Data for this task:
· · · · · · ·

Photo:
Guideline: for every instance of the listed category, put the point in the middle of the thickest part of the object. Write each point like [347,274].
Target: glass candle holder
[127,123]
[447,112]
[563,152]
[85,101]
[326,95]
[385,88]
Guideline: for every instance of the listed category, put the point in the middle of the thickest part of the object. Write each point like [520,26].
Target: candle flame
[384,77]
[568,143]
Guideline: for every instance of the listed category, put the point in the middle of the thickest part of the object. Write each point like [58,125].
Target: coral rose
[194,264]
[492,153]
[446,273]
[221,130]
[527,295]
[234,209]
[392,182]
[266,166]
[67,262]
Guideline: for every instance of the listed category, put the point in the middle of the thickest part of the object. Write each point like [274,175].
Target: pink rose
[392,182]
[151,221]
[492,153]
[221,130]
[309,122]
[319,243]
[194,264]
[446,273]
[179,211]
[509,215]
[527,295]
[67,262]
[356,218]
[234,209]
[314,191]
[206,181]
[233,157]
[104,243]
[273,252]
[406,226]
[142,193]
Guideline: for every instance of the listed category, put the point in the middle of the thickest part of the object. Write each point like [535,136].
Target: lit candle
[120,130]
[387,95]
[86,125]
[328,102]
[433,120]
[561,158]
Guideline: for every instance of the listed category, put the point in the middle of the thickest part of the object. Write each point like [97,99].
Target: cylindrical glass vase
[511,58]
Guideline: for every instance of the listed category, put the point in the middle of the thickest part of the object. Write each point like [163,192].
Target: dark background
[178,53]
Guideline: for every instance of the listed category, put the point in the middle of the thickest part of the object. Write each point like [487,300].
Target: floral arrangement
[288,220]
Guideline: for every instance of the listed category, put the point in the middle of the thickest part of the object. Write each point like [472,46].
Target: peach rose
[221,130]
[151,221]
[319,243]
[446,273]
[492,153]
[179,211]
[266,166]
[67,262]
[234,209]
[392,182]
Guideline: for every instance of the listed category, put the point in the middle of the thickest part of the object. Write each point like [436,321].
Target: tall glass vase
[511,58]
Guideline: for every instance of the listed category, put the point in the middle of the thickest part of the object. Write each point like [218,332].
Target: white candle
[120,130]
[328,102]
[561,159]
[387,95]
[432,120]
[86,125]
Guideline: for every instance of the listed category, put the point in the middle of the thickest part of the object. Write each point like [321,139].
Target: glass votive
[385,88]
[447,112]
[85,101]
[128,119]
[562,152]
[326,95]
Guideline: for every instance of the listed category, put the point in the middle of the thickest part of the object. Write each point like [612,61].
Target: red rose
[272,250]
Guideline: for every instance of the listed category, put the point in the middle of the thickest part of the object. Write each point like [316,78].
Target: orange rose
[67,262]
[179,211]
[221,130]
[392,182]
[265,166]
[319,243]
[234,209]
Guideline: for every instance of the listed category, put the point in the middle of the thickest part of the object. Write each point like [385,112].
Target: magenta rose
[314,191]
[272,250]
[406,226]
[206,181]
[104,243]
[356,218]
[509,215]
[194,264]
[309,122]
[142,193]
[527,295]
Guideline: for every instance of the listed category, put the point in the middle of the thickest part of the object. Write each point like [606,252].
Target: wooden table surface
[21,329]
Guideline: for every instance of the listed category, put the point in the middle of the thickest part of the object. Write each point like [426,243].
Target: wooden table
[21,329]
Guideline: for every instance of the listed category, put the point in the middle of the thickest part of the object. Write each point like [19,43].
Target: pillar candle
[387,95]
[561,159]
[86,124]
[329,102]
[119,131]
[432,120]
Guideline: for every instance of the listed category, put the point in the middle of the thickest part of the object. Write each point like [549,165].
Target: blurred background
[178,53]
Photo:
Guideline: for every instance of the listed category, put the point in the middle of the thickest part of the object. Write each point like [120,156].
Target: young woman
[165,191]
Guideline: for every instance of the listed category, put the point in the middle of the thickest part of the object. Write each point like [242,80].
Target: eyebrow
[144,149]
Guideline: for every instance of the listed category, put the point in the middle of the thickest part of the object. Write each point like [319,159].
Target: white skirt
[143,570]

· · · · · · ·

Required work: Copy the entire listing above, line by line and character for character, without changing anything.

Result of this task:
Photo:
Guideline: for every instance of the listed category, put the point in the middle of the thickest part of the object. Write each point like [347,274].
Target: glass candle holder
[127,123]
[447,112]
[563,152]
[85,101]
[326,95]
[385,88]
Guideline: for every instance of the listed category, put the point in the middle of the thickest part of the object. Write each point like [520,26].
Target: candle flame
[384,77]
[568,143]
Guideline: for every instance of the listed category, put the point in the middle of the thickest part of the object. Write each point like [58,125].
Target: coral rose
[194,264]
[492,153]
[446,273]
[221,130]
[527,295]
[234,209]
[392,182]
[266,166]
[67,262]
Guideline: for every instance of the listed category, put the point in the middle of the thickest part of the object. Write each point like [274,175].
Target: pink rose
[392,182]
[151,221]
[492,153]
[221,130]
[309,122]
[319,243]
[194,264]
[446,273]
[179,211]
[509,215]
[527,295]
[67,262]
[356,218]
[234,209]
[314,191]
[206,181]
[233,157]
[104,243]
[273,252]
[406,226]
[142,193]
Guideline: for every instance of the listed category, put the point in the middle of the thickest part of the object. Write each point like [535,136].
Target: lit candle
[120,130]
[387,95]
[86,125]
[328,102]
[433,120]
[561,158]
Guideline: for every instance of the listed category, put the point in the middle of the thickest part of the object. Write each point like [97,99].
Target: cylindrical glass vase
[511,58]
Guideline: for every instance of the listed category, put the point in the middle of the thickest part of the object. Write each point like [163,192].
Target: dark background
[178,53]
Guideline: for every instance of the listed category, put the point in the middle of the thickest part of the object. Write each point like [487,300].
Target: floral arrangement
[288,220]
Guideline: for every instance of the listed category, put the point in the middle of the thickest part of the object. Write each point like [472,46].
Target: peach rose
[221,130]
[151,221]
[319,243]
[446,273]
[492,153]
[179,211]
[266,166]
[67,262]
[234,209]
[392,182]
Guideline: for every instance of the listed category, put the point in the middle of the thickest part of the object. Write each point like [436,321].
Target: tall glass vase
[511,58]
Guideline: for every instance of the listed category, put the point in the middle of the thickest part of the object. Write each point like [218,332].
Target: white candle
[120,130]
[328,102]
[561,159]
[387,95]
[432,120]
[86,125]
Guideline: for every instance of the listed category, put the point in the middle of the thickest part of the object. Write each point like [321,139].
Target: glass votive
[385,88]
[447,112]
[85,101]
[128,119]
[562,152]
[326,95]
Guideline: for every instance of the listed category, put the point in the middle of the thickest part of the object. Write each point like [612,61].
Target: red rose
[272,250]
Guideline: for every instance of the listed category, put the point in the middle of the thickest part of the object. Write each point like [316,78].
Target: orange rose
[67,262]
[179,211]
[221,130]
[392,182]
[265,166]
[319,243]
[234,209]
Guideline: for every instance of the listed category, put the point in the middle of the thickest part of the object. Write each point like [385,112].
Target: magenta rose
[314,191]
[272,250]
[406,226]
[206,181]
[104,243]
[356,218]
[509,215]
[194,264]
[309,122]
[142,193]
[527,295]
Guideline: for every instance of the listed category, put the point in the middle of the thickest part of the object. Write each point like [606,252].
Target: wooden table surface
[21,329]
Guideline: for every instance of the listed category, put the point in the middle of the thickest part of the object. Write each point like [426,243].
Target: wooden table
[21,329]
Guideline: for every instance of the listed category, put the point in the middle of the thickest part of the object. Write each point like [19,43].
Target: pillar candle
[387,95]
[561,159]
[86,124]
[329,102]
[119,131]
[432,120]
Guideline: for every instance of the listed category, put the point in the middle of the thickest part of the object. Write each point like [549,165].
Target: blurred background
[178,53]
Photo:
Guideline: for every instance of the listed category, put the point in the middle of the thickest part of the object. Write each point like [120,156].
Target: young woman
[165,191]
Guideline: for every instance of the listed category, put the point in the middle of the thickest part of the object. Write each point like [242,80].
Target: eyebrow
[144,149]
Guideline: for every instance of the listed category, put the point in the middle of the thickest part of the object. Write each point like [319,159].
Target: white skirt
[143,570]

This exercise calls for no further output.